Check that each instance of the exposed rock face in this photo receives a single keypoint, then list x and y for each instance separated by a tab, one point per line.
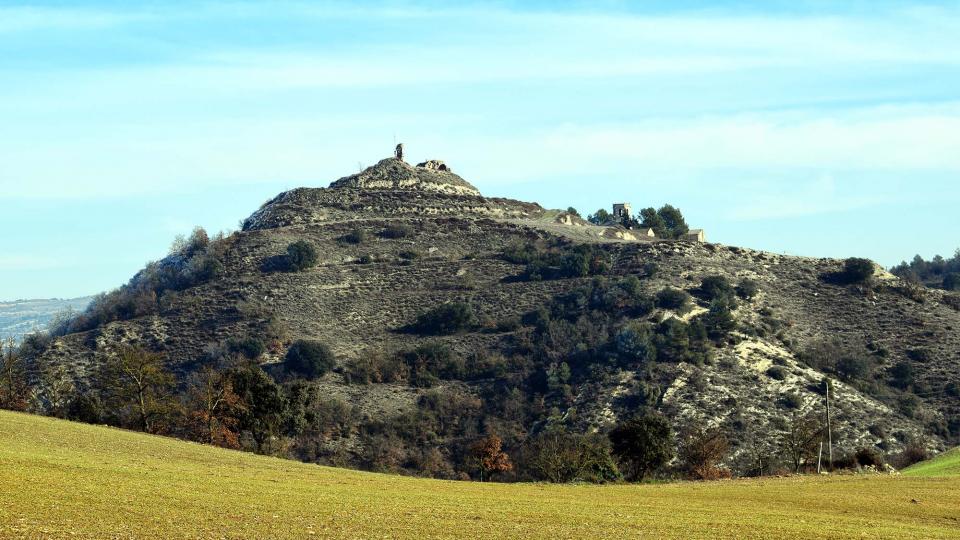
394	174
360	294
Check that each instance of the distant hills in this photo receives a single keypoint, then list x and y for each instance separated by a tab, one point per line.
20	317
393	320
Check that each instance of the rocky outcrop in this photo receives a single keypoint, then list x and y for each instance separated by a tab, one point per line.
393	174
434	165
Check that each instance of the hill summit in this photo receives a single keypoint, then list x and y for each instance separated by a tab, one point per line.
395	174
438	316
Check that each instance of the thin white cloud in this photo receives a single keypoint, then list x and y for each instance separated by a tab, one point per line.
18	19
32	262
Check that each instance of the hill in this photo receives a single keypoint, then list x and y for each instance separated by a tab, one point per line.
67	480
562	325
19	317
946	464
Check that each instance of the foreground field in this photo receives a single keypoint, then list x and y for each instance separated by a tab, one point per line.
60	479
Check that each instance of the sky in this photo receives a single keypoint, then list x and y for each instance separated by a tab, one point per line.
803	128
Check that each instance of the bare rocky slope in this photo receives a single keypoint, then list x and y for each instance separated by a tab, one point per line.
360	296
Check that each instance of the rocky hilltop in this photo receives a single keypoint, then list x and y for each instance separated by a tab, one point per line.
395	241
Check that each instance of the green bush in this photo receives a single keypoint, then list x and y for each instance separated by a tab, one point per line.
748	288
777	372
311	359
791	400
446	319
902	374
951	281
301	255
857	270
397	230
719	321
644	444
852	367
673	299
356	236
249	347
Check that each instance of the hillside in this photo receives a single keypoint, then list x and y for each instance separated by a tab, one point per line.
19	317
64	480
580	350
944	465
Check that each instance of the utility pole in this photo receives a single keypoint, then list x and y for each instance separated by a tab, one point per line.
829	427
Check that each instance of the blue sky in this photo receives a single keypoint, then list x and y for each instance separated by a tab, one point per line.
795	127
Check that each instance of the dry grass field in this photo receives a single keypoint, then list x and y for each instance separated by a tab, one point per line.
64	480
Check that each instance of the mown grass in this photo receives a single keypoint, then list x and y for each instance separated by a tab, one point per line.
946	464
60	479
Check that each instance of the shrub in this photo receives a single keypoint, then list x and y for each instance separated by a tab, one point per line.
951	281
719	321
376	368
520	253
356	236
644	444
777	372
853	367
748	288
634	344
868	457
857	270
701	452
791	400
311	359
559	456
716	288
446	319
914	451
398	230
301	255
673	299
249	347
432	361
599	217
902	375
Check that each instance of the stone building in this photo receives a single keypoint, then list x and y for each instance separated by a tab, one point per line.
695	235
622	211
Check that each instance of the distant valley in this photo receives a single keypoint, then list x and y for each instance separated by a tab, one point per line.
20	317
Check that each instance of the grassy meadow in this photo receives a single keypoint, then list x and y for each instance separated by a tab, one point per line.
65	480
946	464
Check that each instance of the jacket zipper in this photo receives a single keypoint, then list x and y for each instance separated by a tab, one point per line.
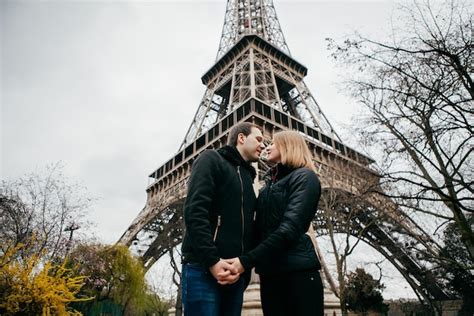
217	228
241	208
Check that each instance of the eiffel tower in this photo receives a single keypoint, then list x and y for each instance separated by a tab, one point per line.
255	78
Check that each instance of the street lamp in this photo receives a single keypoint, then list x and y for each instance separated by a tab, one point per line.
71	228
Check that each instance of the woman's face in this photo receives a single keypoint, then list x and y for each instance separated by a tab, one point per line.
273	154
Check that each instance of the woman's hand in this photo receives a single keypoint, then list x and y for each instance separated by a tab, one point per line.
236	265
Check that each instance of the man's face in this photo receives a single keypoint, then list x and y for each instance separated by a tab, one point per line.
251	146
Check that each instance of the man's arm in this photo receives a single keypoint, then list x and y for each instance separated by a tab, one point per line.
201	193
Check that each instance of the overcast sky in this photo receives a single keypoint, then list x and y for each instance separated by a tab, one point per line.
109	88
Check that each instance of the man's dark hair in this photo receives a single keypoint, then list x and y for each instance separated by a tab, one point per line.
244	128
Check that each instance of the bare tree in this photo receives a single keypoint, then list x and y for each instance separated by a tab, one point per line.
40	210
417	91
339	215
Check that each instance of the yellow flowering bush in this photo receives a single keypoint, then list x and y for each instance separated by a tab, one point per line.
33	287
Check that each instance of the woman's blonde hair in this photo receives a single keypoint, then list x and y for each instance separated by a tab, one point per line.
293	150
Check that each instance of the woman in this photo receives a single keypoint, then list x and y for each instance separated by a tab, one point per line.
285	259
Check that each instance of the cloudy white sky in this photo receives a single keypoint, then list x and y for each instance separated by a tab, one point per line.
109	88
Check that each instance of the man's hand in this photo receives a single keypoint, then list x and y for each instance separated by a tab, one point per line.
224	272
236	265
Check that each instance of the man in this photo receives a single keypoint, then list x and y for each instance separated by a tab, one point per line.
219	219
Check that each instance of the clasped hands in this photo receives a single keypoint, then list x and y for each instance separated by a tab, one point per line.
227	271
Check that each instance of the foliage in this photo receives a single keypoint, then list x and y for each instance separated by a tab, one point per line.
31	287
363	293
113	273
418	94
42	205
458	273
154	305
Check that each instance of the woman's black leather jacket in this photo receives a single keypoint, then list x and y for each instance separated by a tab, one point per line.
286	205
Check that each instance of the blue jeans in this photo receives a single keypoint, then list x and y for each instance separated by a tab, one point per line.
203	296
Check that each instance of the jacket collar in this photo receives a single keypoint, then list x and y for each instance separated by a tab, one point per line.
231	154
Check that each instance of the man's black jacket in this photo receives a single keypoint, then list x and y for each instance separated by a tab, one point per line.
285	208
219	208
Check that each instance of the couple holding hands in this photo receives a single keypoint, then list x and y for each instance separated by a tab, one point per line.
229	230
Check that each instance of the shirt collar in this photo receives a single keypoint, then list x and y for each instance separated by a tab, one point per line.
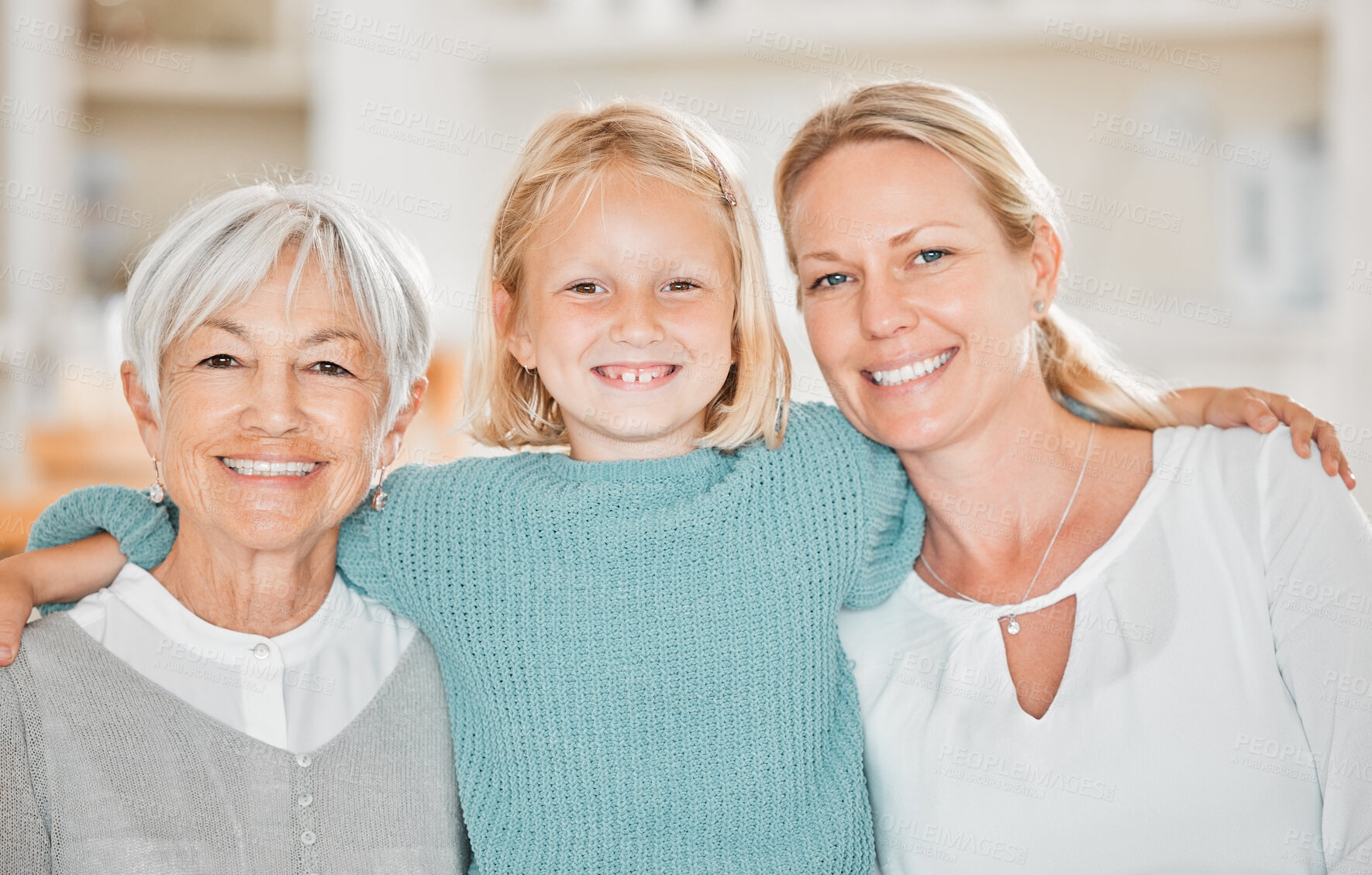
146	595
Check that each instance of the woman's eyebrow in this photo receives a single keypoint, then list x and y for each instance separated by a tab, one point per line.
906	235
324	335
238	329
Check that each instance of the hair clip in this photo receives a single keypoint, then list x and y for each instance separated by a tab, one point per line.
723	187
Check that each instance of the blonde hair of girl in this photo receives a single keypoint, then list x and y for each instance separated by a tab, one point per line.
1076	365
566	157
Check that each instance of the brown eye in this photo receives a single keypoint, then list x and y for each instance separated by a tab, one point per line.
-*-*-
## EXERCISE DETAILS
Exclude the images, then output the data above word for word.

## SOLUTION BELOW
Check that each instance of the exposed rock face in this photo receives a single keypoint, then list x and y for each instance separated by a tab, one point per line.
394	174
360	294
Check that each instance of the distant hills in this photo receives a single keypoint, then list x and y for each instance separated by a tab, one point per line.
20	317
393	320
Check that each instance of the rocky outcrop in this photo receives a single keypoint, then list x and y for each instance separated by a tab, one point per line.
393	174
434	165
Check that each instance of the hill summit in this photo receives a single keypoint, then list x and y for each instance separated by a tab, one point per line.
395	174
438	316
Check that each instance of the thin white cloud in this photo receives a single keypoint, then list x and y for each instance separated by a tab, one point per line.
18	19
32	262
Check that each instance of the hill in this photo receives a single keypoint, then list x and y for each instance separated by a tab, one point per line.
67	480
562	325
19	317
946	464
Check that each instance of the foreground field in this photo receives a single keypoint, then list x and y for each instance separated by a tab, one point per line.
60	479
Check that each instance of the sky in this photo receives a single keypoint, then list x and y for each instance separated by a tab, one point per line.
803	128
Check that each instance of the bare rocky slope in this photo receives a single keypoint, then list x and y for each instance separated by a tab, one point per line.
360	296
Check that each instance of the rocky hilltop in this photo receives a single keypoint, then list x and y for each instance separated by a tab, one point per line.
395	241
Check that each instance of the green bush in this photo receives a single keypoint, then list x and y for each instance separated by a tab, one point per line.
748	288
777	372
311	359
791	400
446	319
902	374
951	281
301	255
857	270
397	230
719	321
644	444
852	367
673	299
356	236
249	347
Check that each instance of the hillside in this photo receives a single keypoint, then list x and y for each instance separated by a tab, one point per line.
19	317
64	480
580	350
944	465
Check that each instance of the utility pole in this photo receives a single keypoint, then list x and y for each instance separated by a tab, one point per line.
829	427
Check that each instance of the blue sky in this photo receives a single keypoint, then list x and y for each instance separated by a tab, one point per line.
795	127
Check that each instance of the dry grass field in this photo receives a single keypoint, then list x and y for each instance separated by a tab, one point per line.
64	480
Check that each instance of the mown grass in this photo receives a single keypoint, then list x and y for each instance separated by a tab, one point per line.
946	464
60	479
Check that each instance of the shrub in this photo receives a single keypoint, then list x and y for each instance separated by a tab, one point per line.
951	281
719	321
376	368
520	253
356	236
644	444
777	372
853	367
748	288
634	344
868	457
857	270
701	452
791	400
311	359
559	456
716	288
446	319
914	451
398	230
301	255
673	299
249	347
432	361
599	217
902	375
Check that each instance of the stone building in this photo receives a single keypoint, then list x and y for each instance separated by a tab, one point per line.
695	235
622	211
Check that each instance of the distant valley in this photo receives a single keypoint, then list x and y for each instance separated by a tab, one point per line.
20	317
Check that each instance of the grassy meadow in this photo receives a single keypoint, then list x and y for each instance separated by a tab, one point per line.
65	480
946	464
Check that each instance of the jacket zipper in this photo receives a single keypoint, then list x and y for each instance separated by a tab, one point per line.
217	228
241	208
Check that each instance of the eiffel tower in this photo receives a single keypoint, then list x and y for each instance separated by a tab, one point per line.
255	78
Check that each instance of the street lamp in this photo receives a single keypoint, then list x and y for each instance separated by a tab, one point per line.
71	228
Check that each instance of the woman's face in this photo receives a single keypoint, then list x and y for each instance separated by a tab, one point per line.
273	154
Check that each instance of the woman's hand in this photo receives a single keypoint, then list x and y for each instance separated by a tab, one point per line.
236	265
Check that each instance of the man's face in this photo receives a single keypoint, then list x and y for each instance separated by a tab, one point per line.
251	146
Check that each instance of the man's arm in this photo receives a single keypoint, then list x and y for each instance separated by a tab, one point per line.
201	193
Check that each instance of the overcast sky in this photo receives a single keypoint, then list x and y for each instance separated by a tab, one point per line.
109	88
Check that each instance of the man's dark hair in this photo receives a single keypoint, then list x and y for each instance separated by a tab, one point per line.
244	128
Check that each instance of the bare tree in this photo receives a single keypoint, then list x and y for each instance separated by a tab, one point per line.
40	210
417	91
339	215
Check that each instance of the yellow flowering bush in this photo receives a single keypoint, then list x and y for each instance separated by a tab, one point per line.
33	287
Check that each instance of the woman's blonde hair in this photo receives a single keypoint, then list x and y for each instance separated by a tab, one point per line.
293	150
Check that each instance of the woman in this photo receives a single keypoint, then list x and y for each instance separated by a tab, one point per line.
285	259
Check that each instance of the cloudy white sky in this photo receives a single keypoint, then list x and y for each instance separated by a tab, one point per line.
109	88
Check that each instance of the man's hand in this photo receives a single keypoint, then list x and y for each instance separated by a tab, one point per line.
224	272
236	265
Check that each instance of the man in this photo receives a single keypoint, then list x and y for each instance separated by a tab, one point per line.
219	219
Check that each instance of the clasped hands in this photo receives a single keypoint, then list x and y for each instance separated by a tab, one point per line.
227	271
Check that each instance of the foliage in this photo receives a single keypoint, then list x and y for each instance separated by a tab, one point per line.
31	287
363	293
113	273
418	94
42	205
458	273
154	305
Check that each instance of the woman's black leather jacket in this photo receives a single keypoint, then list x and y for each instance separated by a tab, one point per line.
286	205
Check that each instance of the blue jeans in this photo receives a single keypoint, then list x and y for each instance separated by a tab, one point per line.
203	296
Check that each instance of the jacket collar in this photo receives a single keypoint, then list x and y for each instance separated by a tab, one point per line.
231	154
Check that each instance of the man's black jacket in this photo receives a single keypoint, then list x and y for each instance separated by a tab, one point per line.
285	208
219	208
Check that each instance of the couple holding hands in this photo receives a single keypoint, then list x and y for each instance separated by a tab, one point per line.
229	230
Check that each instance of the shirt collar in this photo receives a single keypoint, then list x and y for each instance separated by a tab, one point per line.
146	595
Check that each instance of the woman's eyebrow in this photo receives a single keypoint, then list x and y for each instance separated by a tab, one point per line.
906	235
324	335
238	329
Check that each instance of the hair clip in this photo receives a single keypoint, then list x and y for each instance separated by a tab, one point per line.
723	187
Check that each instance of the blonde hair of girl in this photo receives a single keypoint, then list x and y for each instance separated by a tab, one point per line.
1076	365
566	157
Check that each instance of the brown eye in this photo receives a single keypoint, then list x and y for each instance separated by a tab, one point per line.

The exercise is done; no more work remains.